▶ What you should do
This exercise calls for the data below to be retyped exactly, minus any images.

▶ Records for this task
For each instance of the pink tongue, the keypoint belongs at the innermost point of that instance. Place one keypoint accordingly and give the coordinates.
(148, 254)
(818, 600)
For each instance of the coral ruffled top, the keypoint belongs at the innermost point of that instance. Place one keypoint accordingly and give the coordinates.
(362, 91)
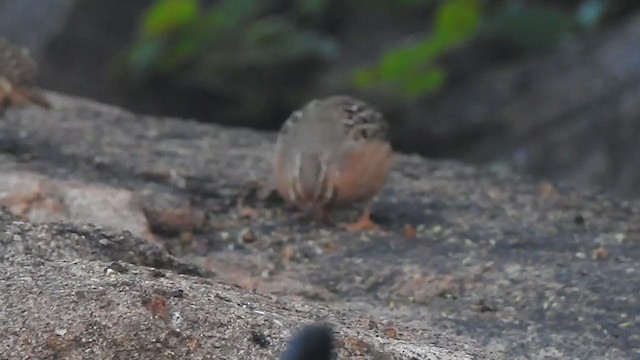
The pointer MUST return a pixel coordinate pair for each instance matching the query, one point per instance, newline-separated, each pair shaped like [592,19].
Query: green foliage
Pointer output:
[413,70]
[233,33]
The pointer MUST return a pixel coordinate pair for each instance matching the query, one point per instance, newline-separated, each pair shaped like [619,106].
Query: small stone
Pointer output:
[391,332]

▶ Solution for this exercise
For each instance of the pink tongue, the keypoint belongs at the innermost point of that instance. Place one keypoint accordingly and give the coordinates.
(148, 254)
(818, 600)
For each instance of the coral ruffled top, the keypoint belongs at the innermost point of that instance. Place one keypoint accordingly and give the coordinates.
(362, 91)
The pointer MUST return a pixel coordinate pair for each instance matching the query, one point per instance, newline-separated, each pair shaped like [592,19].
Query: green foliage
Pointer output:
[413,70]
[233,33]
The pointer MUST return a pixel coordinate pair for each instance matching the query, one point per instance, newline-separated, each pair shaped like [619,106].
Query: small stone
Pointer output:
[391,332]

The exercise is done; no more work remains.